▸ **EXERCISE GOAL**
Copy the rows below word for word, from the line with "143, row 341." up to and including the line with "column 498, row 302". Give only those lines.

+ + + + + + +

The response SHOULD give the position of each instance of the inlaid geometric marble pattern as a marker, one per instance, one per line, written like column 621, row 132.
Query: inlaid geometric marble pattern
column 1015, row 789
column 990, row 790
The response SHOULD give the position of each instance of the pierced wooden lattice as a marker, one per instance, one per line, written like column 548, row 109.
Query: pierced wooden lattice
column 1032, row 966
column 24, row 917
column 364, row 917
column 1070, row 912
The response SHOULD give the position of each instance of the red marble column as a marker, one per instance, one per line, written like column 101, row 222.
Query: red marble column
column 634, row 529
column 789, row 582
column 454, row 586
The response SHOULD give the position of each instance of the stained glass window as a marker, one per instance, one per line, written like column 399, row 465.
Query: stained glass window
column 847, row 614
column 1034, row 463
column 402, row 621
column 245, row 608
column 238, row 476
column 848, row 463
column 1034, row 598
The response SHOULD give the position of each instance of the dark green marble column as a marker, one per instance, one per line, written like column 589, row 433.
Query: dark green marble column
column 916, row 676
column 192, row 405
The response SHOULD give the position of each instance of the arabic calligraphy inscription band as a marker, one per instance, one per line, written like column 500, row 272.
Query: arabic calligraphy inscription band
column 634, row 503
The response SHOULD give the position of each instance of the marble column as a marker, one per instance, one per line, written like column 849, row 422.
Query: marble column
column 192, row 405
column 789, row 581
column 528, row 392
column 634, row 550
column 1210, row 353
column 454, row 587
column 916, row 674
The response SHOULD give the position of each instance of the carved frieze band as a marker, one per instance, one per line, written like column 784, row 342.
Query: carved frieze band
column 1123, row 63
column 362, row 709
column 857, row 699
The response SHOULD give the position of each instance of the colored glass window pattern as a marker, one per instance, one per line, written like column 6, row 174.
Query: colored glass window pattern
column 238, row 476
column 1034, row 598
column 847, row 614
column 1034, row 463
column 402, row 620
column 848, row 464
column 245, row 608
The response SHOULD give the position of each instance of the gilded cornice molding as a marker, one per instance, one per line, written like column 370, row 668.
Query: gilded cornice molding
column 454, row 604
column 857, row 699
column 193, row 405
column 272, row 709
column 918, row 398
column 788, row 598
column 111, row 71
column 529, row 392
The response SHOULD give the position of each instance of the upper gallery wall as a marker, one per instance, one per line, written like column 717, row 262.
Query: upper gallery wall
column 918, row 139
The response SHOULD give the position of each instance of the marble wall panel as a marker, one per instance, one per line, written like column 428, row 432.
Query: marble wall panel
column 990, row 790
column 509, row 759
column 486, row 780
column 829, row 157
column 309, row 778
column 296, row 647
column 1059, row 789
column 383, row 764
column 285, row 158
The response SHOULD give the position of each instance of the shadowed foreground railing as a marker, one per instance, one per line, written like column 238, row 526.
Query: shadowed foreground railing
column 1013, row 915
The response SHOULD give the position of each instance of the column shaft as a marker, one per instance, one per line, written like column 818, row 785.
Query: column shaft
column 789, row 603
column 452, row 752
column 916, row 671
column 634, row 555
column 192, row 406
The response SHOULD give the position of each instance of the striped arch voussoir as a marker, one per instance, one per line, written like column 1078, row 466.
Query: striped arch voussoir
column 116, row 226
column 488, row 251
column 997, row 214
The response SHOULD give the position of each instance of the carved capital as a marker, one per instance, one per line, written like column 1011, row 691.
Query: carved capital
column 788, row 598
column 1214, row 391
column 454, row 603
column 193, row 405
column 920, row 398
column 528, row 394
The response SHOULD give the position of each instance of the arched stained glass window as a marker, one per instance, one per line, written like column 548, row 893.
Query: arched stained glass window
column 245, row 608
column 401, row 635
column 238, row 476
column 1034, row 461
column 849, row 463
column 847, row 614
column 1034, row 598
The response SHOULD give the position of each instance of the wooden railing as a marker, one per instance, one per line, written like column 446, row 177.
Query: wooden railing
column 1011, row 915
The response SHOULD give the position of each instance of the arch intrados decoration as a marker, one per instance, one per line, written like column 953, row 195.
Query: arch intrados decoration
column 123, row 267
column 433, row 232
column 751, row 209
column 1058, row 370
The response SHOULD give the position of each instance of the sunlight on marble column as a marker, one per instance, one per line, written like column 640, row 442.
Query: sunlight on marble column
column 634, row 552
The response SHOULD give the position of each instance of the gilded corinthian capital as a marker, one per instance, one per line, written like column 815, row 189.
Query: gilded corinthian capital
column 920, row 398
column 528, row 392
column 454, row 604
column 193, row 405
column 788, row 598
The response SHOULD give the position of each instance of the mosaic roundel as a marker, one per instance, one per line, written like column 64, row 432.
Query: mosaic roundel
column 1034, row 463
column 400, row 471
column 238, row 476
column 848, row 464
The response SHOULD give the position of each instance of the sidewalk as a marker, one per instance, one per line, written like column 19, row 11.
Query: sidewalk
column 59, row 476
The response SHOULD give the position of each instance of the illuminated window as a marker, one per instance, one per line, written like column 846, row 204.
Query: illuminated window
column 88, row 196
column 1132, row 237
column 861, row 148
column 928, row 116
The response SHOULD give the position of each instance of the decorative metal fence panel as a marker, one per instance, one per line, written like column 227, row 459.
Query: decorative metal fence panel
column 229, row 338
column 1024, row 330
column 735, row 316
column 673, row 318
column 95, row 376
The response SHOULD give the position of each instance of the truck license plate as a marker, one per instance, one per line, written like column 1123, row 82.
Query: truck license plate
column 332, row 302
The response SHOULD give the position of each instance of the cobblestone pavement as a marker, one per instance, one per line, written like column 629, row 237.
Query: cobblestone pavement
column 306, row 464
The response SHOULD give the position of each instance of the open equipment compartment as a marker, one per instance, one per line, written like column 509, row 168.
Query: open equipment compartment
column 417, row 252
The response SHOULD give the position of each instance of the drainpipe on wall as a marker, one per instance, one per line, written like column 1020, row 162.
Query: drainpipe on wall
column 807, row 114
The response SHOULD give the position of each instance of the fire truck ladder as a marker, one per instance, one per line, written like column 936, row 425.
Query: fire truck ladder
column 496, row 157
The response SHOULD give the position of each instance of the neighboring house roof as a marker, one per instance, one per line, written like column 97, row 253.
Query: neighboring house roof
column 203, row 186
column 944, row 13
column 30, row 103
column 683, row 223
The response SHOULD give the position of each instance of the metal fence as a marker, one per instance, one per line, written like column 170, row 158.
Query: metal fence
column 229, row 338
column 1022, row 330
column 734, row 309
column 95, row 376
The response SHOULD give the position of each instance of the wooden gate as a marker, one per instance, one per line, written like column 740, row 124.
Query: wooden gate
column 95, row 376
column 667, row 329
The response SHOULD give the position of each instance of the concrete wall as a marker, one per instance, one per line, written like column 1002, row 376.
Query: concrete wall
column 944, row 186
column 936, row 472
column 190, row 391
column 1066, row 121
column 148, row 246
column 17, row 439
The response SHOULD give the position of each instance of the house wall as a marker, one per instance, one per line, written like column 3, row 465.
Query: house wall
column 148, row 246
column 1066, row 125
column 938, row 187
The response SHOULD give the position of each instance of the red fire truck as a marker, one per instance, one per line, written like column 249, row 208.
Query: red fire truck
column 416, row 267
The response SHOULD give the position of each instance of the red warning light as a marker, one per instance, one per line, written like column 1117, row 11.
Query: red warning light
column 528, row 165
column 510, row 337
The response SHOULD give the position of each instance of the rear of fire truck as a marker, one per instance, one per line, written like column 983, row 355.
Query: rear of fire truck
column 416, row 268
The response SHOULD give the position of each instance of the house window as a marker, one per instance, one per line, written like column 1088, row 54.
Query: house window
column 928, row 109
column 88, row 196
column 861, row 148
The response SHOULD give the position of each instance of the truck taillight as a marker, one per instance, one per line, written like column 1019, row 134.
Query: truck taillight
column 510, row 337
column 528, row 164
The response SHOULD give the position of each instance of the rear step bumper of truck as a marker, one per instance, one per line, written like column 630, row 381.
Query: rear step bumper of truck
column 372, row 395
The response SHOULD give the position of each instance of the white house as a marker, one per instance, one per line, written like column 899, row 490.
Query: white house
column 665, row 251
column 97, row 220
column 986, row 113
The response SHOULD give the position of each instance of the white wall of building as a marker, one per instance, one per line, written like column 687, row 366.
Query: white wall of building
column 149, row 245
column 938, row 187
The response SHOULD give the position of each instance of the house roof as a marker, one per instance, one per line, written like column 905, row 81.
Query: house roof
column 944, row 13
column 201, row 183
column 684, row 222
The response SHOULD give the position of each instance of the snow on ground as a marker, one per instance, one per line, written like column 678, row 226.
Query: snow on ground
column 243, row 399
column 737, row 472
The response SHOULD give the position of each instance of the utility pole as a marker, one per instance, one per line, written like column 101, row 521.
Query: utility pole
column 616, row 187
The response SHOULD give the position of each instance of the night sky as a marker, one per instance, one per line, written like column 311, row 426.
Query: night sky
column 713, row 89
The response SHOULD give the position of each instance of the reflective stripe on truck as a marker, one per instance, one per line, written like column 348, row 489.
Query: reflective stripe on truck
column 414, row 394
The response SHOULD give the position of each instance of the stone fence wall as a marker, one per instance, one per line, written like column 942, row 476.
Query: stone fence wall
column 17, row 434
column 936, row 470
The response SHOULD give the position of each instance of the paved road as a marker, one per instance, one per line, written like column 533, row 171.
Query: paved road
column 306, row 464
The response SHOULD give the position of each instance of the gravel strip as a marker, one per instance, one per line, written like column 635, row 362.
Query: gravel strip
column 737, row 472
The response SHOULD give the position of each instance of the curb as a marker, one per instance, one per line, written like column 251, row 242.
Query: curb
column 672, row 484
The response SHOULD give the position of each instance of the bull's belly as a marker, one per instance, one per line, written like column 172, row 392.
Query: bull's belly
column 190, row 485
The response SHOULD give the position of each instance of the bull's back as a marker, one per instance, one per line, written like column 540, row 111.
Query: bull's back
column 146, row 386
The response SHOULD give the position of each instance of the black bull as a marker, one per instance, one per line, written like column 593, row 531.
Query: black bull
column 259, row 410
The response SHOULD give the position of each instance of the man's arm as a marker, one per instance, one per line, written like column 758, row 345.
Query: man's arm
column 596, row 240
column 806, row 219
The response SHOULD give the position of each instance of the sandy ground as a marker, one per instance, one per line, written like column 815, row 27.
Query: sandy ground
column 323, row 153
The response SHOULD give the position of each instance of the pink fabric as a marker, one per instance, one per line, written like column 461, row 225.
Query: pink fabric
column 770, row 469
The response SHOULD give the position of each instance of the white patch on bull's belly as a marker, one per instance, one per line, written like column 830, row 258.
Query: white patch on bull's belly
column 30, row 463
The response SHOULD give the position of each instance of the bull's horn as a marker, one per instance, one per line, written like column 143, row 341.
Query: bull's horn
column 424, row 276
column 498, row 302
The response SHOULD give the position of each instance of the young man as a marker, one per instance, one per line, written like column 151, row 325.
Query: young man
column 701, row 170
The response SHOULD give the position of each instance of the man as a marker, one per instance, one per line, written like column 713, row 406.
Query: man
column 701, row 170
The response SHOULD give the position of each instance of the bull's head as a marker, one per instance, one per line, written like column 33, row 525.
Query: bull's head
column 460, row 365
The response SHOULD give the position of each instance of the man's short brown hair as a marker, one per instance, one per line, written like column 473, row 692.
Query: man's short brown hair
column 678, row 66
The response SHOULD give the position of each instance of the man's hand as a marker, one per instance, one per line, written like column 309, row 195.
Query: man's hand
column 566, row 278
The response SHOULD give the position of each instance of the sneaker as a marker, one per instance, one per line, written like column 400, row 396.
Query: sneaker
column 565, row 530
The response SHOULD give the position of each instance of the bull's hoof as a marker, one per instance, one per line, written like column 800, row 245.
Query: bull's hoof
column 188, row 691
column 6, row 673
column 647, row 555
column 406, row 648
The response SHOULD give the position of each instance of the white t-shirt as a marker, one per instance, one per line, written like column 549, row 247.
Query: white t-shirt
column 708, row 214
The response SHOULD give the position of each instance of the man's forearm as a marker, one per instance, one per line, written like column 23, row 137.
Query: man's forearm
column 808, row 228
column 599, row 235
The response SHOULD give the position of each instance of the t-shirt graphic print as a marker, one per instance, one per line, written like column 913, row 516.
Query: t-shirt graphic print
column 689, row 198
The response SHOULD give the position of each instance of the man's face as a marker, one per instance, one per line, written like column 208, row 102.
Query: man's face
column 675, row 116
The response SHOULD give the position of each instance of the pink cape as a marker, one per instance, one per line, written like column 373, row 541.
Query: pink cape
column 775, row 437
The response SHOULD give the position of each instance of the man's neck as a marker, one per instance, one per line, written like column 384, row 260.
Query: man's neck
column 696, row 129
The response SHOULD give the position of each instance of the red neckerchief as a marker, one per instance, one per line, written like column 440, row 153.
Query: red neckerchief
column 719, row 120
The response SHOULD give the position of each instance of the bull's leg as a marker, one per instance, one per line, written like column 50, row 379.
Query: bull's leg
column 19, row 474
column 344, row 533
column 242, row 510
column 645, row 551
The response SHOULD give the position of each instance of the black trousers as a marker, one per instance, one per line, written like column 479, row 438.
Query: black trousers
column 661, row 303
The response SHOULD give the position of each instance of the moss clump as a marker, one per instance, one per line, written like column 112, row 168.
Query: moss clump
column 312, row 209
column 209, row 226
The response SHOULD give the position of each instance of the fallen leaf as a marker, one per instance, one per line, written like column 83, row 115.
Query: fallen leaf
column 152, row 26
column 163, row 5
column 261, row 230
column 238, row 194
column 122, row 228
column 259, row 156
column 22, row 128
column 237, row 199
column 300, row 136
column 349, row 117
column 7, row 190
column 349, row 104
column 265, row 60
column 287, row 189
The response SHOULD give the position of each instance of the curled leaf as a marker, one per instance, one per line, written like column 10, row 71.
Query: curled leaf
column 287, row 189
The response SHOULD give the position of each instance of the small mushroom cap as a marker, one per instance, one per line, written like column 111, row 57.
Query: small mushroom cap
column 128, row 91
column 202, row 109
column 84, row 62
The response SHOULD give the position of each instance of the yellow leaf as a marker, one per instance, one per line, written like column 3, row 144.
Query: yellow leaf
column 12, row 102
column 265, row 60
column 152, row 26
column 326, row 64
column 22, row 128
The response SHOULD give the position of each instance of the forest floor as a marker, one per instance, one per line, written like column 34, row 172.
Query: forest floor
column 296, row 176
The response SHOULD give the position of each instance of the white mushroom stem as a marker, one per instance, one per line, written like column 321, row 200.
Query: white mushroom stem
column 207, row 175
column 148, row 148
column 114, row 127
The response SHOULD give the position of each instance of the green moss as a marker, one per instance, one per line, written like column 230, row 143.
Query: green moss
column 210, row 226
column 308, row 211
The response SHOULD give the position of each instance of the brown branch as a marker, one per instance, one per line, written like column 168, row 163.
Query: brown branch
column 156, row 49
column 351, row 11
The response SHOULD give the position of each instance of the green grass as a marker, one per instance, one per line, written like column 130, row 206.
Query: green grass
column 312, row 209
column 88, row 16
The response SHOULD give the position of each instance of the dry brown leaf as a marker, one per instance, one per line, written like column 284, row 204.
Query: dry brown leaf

+ + + + + + +

▸ **CORRECT ANSWER**
The response SHOULD give the position of each instance of the bull's horn as a marker, one per instance, one per line, written like column 143, row 341.
Query: bull's horn
column 424, row 276
column 498, row 302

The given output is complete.